◆ Texto do exercício:

+-------+

A tutela do direito fundamental à saúde do cidadão brasileiro é urgente, a segurança e a previsão dos usuários dos planos de saúde quanto a seus direitos, também. Saúde não é mercadoria. Vida não é negócio. Dignidade não é lucro Direitos conquistados não podem ser retrocedidos sequer instabilizados, como demonstra a entidade autora da presente argüição de descumprimento de preceito fundamental. Por isso o cuidado jurídico com o tema relativo à saúde é objeto de lei, quer dizer, norma decorrente do devido processo legislativo. No Estado democrático de direito, somente com ampla discussão na sociedade, propiciada pelo processo público e amplo debate, permite que não se transformem em atos de mercancia o que o sistema constitucional vigente acolhe como direito fundamental e imprescindível à existência digna.
A avaliação é da presidente do Supremo Tribunal Federal, ministra Carmen Lúcia, e integra a abertura de sua decisão que concedeu medida liminar à ADPF 532 MC/DF, impetrada pela OAB, para determinar a suspensão da Resolução Normativa nº 433, da Agência Nacional de Saúde Suplementar (ANS). A agência definiu regras para os “Mecanismos Financeiros de Regulação, como fatores moderadores de utilização dos serviços de assistência médica, hospitalar ou odontológica no setor de saúde”. E autorizou a cobrança, a título de franquia, de até 40% sobre o custo de qualquer procedimento, valores a serem desembolsados pelos segurados. Ou até 60% em alguns casos de planos empresarias, caso haja acordo com os trabalhadores.
A decisão da ministra converge integralmente na direção do pensamento defendido pela Ordem. Foi mais uma vitória da OAB em favor da sociedade. A lei determina que a própria ANS fiscalize o setor. Há obviamente desvio de finalidade quando a agência cria regras para cobranças aos clientes, quando foi criada para buscar a otimização do serviço e regulá-lo para benefício da parte mais vulnerável, o cidadão. Temos que estar permanentemente atentos a questões como essas, que lamentavelmente se multiplicam no país especialmente em época de eleições, referentes às agências que atuam como parceiras das empresas que na verdade deveriam fiscalizar.

+-------+

◆ Listagem exibida:
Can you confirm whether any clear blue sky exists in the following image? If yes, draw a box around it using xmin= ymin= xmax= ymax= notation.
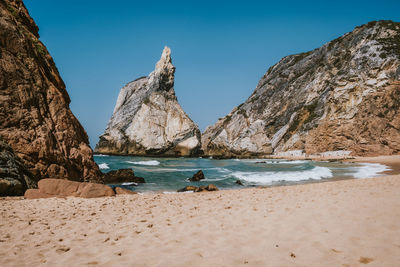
xmin=24 ymin=0 xmax=400 ymax=147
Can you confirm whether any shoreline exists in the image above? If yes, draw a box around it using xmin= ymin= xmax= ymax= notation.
xmin=0 ymin=175 xmax=400 ymax=266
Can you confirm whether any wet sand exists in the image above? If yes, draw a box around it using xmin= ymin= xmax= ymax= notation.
xmin=0 ymin=158 xmax=400 ymax=266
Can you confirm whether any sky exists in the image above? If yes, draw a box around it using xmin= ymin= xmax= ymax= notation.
xmin=24 ymin=0 xmax=400 ymax=147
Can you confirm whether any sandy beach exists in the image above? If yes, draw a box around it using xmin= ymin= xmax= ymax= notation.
xmin=0 ymin=158 xmax=400 ymax=266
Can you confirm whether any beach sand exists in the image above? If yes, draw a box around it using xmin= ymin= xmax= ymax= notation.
xmin=0 ymin=158 xmax=400 ymax=266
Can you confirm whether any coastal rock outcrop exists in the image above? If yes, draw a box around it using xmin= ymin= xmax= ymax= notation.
xmin=202 ymin=21 xmax=400 ymax=157
xmin=95 ymin=47 xmax=201 ymax=156
xmin=104 ymin=169 xmax=145 ymax=184
xmin=177 ymin=184 xmax=219 ymax=193
xmin=24 ymin=179 xmax=115 ymax=199
xmin=0 ymin=0 xmax=102 ymax=183
xmin=189 ymin=170 xmax=205 ymax=182
xmin=0 ymin=137 xmax=36 ymax=196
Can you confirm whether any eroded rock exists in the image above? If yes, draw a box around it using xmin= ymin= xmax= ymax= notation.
xmin=177 ymin=184 xmax=219 ymax=192
xmin=115 ymin=187 xmax=137 ymax=195
xmin=202 ymin=21 xmax=400 ymax=158
xmin=104 ymin=169 xmax=145 ymax=184
xmin=0 ymin=0 xmax=102 ymax=182
xmin=95 ymin=47 xmax=201 ymax=156
xmin=0 ymin=137 xmax=37 ymax=196
xmin=189 ymin=170 xmax=205 ymax=182
xmin=24 ymin=179 xmax=115 ymax=199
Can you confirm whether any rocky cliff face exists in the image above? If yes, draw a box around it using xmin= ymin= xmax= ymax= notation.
xmin=0 ymin=137 xmax=36 ymax=196
xmin=95 ymin=47 xmax=201 ymax=156
xmin=202 ymin=21 xmax=400 ymax=157
xmin=0 ymin=0 xmax=102 ymax=182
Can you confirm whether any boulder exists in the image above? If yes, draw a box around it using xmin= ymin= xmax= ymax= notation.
xmin=0 ymin=137 xmax=37 ymax=196
xmin=235 ymin=180 xmax=243 ymax=185
xmin=104 ymin=169 xmax=145 ymax=184
xmin=115 ymin=187 xmax=137 ymax=195
xmin=177 ymin=184 xmax=219 ymax=193
xmin=24 ymin=179 xmax=115 ymax=199
xmin=189 ymin=170 xmax=205 ymax=182
xmin=177 ymin=185 xmax=197 ymax=192
xmin=206 ymin=184 xmax=219 ymax=191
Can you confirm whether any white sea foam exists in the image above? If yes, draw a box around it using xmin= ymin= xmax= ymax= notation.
xmin=240 ymin=159 xmax=309 ymax=164
xmin=99 ymin=163 xmax=110 ymax=170
xmin=125 ymin=160 xmax=160 ymax=166
xmin=136 ymin=167 xmax=231 ymax=173
xmin=232 ymin=166 xmax=332 ymax=184
xmin=121 ymin=182 xmax=138 ymax=185
xmin=353 ymin=163 xmax=390 ymax=178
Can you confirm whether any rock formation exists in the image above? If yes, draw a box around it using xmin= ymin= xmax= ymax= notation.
xmin=202 ymin=21 xmax=400 ymax=157
xmin=189 ymin=170 xmax=205 ymax=182
xmin=95 ymin=47 xmax=201 ymax=156
xmin=0 ymin=0 xmax=102 ymax=182
xmin=0 ymin=137 xmax=36 ymax=196
xmin=104 ymin=169 xmax=145 ymax=184
xmin=24 ymin=179 xmax=115 ymax=199
xmin=176 ymin=184 xmax=219 ymax=193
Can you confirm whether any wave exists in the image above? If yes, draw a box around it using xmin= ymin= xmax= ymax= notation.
xmin=234 ymin=159 xmax=310 ymax=164
xmin=99 ymin=163 xmax=110 ymax=170
xmin=132 ymin=167 xmax=231 ymax=173
xmin=121 ymin=182 xmax=138 ymax=186
xmin=353 ymin=163 xmax=391 ymax=178
xmin=232 ymin=166 xmax=333 ymax=184
xmin=125 ymin=160 xmax=160 ymax=166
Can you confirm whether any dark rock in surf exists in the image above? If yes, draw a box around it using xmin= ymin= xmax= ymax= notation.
xmin=189 ymin=170 xmax=205 ymax=182
xmin=104 ymin=169 xmax=145 ymax=184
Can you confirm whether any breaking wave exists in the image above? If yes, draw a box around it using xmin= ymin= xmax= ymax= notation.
xmin=353 ymin=163 xmax=390 ymax=178
xmin=232 ymin=166 xmax=332 ymax=184
xmin=125 ymin=160 xmax=160 ymax=166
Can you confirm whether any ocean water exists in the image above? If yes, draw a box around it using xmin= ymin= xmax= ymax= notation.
xmin=94 ymin=155 xmax=390 ymax=192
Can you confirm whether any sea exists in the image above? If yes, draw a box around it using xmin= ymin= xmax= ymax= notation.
xmin=94 ymin=154 xmax=390 ymax=193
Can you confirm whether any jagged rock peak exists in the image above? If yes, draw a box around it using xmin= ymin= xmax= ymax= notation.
xmin=202 ymin=21 xmax=400 ymax=157
xmin=0 ymin=0 xmax=102 ymax=182
xmin=95 ymin=47 xmax=201 ymax=156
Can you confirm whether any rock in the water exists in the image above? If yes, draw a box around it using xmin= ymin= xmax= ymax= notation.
xmin=104 ymin=169 xmax=145 ymax=184
xmin=206 ymin=184 xmax=219 ymax=191
xmin=189 ymin=170 xmax=205 ymax=182
xmin=202 ymin=21 xmax=400 ymax=157
xmin=0 ymin=0 xmax=102 ymax=182
xmin=0 ymin=136 xmax=37 ymax=196
xmin=95 ymin=47 xmax=201 ymax=156
xmin=235 ymin=180 xmax=243 ymax=185
xmin=177 ymin=185 xmax=197 ymax=192
xmin=24 ymin=179 xmax=115 ymax=199
xmin=115 ymin=187 xmax=137 ymax=195
xmin=177 ymin=184 xmax=219 ymax=193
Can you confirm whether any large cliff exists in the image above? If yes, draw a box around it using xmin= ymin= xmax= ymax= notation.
xmin=95 ymin=47 xmax=201 ymax=156
xmin=0 ymin=0 xmax=102 ymax=182
xmin=202 ymin=21 xmax=400 ymax=157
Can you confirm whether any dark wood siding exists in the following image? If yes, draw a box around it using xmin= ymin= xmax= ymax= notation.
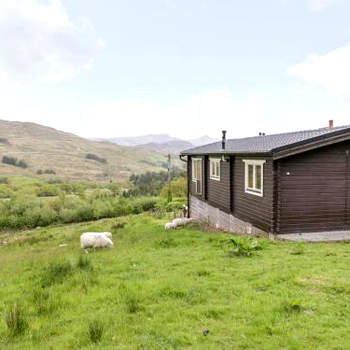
xmin=277 ymin=142 xmax=350 ymax=233
xmin=206 ymin=157 xmax=231 ymax=213
xmin=188 ymin=156 xmax=206 ymax=200
xmin=233 ymin=157 xmax=274 ymax=232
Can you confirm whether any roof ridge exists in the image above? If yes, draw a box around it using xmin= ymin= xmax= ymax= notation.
xmin=226 ymin=125 xmax=350 ymax=143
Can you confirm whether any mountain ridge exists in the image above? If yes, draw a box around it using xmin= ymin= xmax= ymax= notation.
xmin=0 ymin=120 xmax=180 ymax=181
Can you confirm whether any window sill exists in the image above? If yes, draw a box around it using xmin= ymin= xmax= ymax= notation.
xmin=245 ymin=188 xmax=264 ymax=197
xmin=210 ymin=177 xmax=220 ymax=181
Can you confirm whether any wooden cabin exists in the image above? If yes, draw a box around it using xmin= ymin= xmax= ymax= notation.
xmin=180 ymin=121 xmax=350 ymax=234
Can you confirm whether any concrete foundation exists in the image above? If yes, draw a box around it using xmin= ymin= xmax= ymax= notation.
xmin=190 ymin=196 xmax=273 ymax=237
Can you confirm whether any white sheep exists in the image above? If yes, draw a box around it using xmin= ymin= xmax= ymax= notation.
xmin=80 ymin=232 xmax=114 ymax=249
xmin=164 ymin=222 xmax=176 ymax=230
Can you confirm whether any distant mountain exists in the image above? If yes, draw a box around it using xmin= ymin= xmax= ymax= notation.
xmin=137 ymin=140 xmax=193 ymax=154
xmin=0 ymin=120 xmax=182 ymax=181
xmin=95 ymin=134 xmax=179 ymax=146
xmin=188 ymin=135 xmax=219 ymax=147
xmin=94 ymin=134 xmax=217 ymax=154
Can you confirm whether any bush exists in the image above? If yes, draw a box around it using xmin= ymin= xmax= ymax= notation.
xmin=227 ymin=238 xmax=262 ymax=257
xmin=160 ymin=177 xmax=187 ymax=199
xmin=36 ymin=169 xmax=56 ymax=175
xmin=0 ymin=177 xmax=9 ymax=185
xmin=0 ymin=137 xmax=10 ymax=145
xmin=88 ymin=320 xmax=104 ymax=344
xmin=0 ymin=184 xmax=14 ymax=198
xmin=2 ymin=156 xmax=17 ymax=166
xmin=5 ymin=302 xmax=29 ymax=336
xmin=2 ymin=156 xmax=28 ymax=169
xmin=36 ymin=185 xmax=58 ymax=197
xmin=91 ymin=188 xmax=113 ymax=199
xmin=77 ymin=255 xmax=92 ymax=270
xmin=85 ymin=153 xmax=107 ymax=164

+-------+

◆ Tarefa:
Por favor, devolva sem alterações o trecho do texto sobre a suspensão da resolução da ANS que vai de "A decisão da" até "verdade deveriam fiscalizar.", incluindo essas últimas palavras. A listagem não tem nenhum papel aqui.

◆ Sua resposta:
A decisão da ministra converge integralmente na direção do pensamento defendido pela Ordem. Foi mais uma vitória da OAB em favor da sociedade. A lei determina que a própria ANS fiscalize o setor. Há obviamente desvio de finalidade quando a agência cria regras para cobranças aos clientes, quando foi criada para buscar a otimização do serviço e regulá-lo para benefício da parte mais vulnerável, o cidadão. Temos que estar permanentemente atentos a questões como essas, que lamentavelmente se multiplicam no país especialmente em época de eleições, referentes às agências que atuam como parceiras das empresas que na verdade deveriam fiscalizar.